*Instructions to follow*
Report every line of the records below that contains the word "white", counting only matches with the same case.

begin

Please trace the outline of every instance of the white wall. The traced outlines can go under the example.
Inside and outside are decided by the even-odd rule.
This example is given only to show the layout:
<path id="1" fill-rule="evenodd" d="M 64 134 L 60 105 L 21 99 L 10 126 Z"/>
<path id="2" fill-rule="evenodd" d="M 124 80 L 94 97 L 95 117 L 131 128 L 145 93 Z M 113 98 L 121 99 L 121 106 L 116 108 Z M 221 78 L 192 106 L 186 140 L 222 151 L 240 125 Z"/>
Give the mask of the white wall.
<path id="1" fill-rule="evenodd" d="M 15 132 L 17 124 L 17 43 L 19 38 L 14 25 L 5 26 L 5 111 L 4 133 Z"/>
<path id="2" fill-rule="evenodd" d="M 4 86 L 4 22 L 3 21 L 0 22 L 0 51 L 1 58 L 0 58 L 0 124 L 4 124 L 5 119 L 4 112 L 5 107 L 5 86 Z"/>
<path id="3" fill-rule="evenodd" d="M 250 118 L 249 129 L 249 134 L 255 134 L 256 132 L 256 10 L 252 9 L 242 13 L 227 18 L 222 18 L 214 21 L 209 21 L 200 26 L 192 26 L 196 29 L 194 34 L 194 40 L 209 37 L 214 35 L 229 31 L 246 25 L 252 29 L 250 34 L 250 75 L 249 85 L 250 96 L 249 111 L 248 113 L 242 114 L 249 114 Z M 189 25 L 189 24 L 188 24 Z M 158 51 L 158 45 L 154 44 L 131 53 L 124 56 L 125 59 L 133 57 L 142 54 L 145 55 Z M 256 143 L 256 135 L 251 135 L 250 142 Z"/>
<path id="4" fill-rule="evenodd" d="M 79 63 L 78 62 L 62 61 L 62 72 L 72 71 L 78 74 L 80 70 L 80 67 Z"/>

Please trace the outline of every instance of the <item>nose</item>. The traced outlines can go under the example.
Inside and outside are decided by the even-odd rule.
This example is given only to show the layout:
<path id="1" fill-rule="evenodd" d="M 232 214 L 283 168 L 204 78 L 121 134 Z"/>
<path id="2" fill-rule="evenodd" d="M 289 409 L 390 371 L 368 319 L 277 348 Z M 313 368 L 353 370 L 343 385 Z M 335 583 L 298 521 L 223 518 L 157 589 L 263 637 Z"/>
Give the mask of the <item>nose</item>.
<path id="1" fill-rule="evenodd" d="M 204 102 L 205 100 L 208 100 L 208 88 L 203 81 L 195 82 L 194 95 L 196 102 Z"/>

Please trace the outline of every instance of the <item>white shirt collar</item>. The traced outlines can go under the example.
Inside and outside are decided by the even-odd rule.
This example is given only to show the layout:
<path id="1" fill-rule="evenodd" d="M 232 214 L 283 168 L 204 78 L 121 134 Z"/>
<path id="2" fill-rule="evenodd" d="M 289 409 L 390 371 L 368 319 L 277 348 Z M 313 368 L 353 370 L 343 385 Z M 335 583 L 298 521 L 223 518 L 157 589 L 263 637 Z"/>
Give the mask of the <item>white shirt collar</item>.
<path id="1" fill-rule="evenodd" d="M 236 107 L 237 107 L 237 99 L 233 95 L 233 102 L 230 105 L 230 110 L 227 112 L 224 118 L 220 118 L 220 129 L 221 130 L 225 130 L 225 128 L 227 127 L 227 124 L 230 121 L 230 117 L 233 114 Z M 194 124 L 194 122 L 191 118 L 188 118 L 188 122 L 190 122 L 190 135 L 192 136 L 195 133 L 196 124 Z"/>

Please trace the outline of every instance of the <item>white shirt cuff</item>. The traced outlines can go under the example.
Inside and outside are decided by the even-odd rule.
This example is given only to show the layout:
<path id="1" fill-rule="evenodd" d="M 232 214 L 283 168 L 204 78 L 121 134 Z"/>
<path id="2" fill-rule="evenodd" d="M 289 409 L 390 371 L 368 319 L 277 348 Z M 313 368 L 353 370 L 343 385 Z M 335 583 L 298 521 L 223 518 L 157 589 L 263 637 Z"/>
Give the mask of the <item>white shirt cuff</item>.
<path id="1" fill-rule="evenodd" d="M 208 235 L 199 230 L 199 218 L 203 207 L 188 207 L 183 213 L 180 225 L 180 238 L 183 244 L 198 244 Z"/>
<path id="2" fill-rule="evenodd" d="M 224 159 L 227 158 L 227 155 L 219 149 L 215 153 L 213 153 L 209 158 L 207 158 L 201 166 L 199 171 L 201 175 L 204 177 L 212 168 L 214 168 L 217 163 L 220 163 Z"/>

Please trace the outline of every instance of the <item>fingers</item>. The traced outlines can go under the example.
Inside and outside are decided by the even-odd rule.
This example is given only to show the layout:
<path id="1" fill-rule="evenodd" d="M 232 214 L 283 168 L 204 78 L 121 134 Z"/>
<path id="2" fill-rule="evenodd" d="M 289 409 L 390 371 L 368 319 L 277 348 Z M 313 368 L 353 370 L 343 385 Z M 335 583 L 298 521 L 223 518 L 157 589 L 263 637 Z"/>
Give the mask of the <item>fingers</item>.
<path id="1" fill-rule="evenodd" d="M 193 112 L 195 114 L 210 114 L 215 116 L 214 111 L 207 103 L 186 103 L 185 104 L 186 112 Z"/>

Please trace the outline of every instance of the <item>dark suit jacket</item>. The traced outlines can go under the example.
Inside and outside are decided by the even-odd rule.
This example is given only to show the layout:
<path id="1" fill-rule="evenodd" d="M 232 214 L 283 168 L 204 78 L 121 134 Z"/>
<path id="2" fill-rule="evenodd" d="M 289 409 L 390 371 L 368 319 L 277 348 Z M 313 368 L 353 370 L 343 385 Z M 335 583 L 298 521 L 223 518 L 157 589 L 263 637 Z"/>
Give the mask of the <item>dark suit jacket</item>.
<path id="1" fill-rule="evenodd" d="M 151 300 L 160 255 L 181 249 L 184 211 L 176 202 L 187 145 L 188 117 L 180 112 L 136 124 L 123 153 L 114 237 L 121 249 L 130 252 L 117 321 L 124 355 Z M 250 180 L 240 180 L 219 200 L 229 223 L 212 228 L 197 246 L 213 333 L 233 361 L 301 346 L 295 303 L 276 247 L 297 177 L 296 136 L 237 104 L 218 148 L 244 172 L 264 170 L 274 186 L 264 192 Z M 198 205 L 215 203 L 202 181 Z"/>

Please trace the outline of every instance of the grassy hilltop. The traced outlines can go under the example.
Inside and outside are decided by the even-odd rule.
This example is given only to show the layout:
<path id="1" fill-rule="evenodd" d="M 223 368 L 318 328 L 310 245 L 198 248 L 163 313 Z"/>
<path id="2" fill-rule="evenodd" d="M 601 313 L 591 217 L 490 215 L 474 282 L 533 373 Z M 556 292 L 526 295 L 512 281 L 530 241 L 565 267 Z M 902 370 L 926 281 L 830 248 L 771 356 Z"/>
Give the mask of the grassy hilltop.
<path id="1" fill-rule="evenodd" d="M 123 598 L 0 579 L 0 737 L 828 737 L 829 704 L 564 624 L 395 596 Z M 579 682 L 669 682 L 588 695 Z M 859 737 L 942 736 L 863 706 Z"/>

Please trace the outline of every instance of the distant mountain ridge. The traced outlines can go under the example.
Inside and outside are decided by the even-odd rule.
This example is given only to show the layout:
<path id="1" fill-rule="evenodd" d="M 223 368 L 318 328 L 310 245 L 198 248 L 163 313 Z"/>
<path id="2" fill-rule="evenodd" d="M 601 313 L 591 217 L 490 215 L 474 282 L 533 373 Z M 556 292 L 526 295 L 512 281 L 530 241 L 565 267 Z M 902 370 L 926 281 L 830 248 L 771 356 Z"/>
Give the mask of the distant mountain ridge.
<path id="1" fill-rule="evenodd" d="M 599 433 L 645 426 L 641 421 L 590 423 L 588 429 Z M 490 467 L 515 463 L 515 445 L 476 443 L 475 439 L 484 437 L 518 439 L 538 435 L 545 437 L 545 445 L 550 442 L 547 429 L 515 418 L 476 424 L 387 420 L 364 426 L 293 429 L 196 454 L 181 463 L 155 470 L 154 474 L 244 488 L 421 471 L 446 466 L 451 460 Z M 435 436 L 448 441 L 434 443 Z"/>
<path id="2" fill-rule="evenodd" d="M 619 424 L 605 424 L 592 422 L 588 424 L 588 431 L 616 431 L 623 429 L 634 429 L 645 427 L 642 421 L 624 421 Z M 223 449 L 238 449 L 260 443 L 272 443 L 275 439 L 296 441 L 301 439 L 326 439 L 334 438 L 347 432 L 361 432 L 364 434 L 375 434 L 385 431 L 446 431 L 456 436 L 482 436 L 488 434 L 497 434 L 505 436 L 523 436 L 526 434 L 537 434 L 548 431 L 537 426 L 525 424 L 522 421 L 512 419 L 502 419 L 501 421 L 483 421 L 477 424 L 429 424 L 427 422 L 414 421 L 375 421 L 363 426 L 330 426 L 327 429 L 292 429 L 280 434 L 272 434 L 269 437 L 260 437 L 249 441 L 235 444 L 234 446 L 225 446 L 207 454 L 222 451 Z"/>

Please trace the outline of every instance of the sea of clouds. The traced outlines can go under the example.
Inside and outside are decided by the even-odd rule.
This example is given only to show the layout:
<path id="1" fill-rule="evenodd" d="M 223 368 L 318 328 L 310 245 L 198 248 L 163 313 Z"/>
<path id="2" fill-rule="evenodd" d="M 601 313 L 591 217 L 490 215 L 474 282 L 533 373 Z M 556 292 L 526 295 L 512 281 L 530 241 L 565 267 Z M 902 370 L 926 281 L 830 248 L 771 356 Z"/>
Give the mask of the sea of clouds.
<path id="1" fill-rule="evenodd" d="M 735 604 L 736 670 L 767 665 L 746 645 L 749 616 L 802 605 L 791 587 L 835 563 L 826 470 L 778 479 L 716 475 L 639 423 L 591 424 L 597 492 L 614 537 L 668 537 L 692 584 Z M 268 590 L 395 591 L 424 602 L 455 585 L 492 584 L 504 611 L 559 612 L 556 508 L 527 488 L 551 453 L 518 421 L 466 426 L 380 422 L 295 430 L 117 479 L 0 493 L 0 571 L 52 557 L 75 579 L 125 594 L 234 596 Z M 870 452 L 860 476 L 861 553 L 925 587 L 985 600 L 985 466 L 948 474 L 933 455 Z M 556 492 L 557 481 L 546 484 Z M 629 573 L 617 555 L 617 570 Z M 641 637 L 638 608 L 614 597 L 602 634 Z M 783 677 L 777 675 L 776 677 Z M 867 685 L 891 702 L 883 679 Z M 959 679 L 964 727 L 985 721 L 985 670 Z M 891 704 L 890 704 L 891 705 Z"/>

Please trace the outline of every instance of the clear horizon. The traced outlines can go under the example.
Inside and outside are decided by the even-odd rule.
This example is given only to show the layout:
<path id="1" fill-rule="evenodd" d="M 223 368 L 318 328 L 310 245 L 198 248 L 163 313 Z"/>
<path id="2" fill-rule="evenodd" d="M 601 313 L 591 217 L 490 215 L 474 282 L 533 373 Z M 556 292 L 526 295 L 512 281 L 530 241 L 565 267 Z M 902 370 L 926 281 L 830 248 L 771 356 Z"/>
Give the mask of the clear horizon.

end

*Exercise output*
Please trace the outline of every instance of the white wall. The traced outlines can go under the example.
Give the mask of the white wall.
Please trace the outline of every instance of the <item>white shirt collar</item>. The traced outlines can go under the example.
Give the mask of the <item>white shirt collar</item>.
Please trace the outline of every instance of the <item>white shirt cuff</item>. The traced outlines can go under the example.
Give the mask of the <item>white shirt cuff</item>.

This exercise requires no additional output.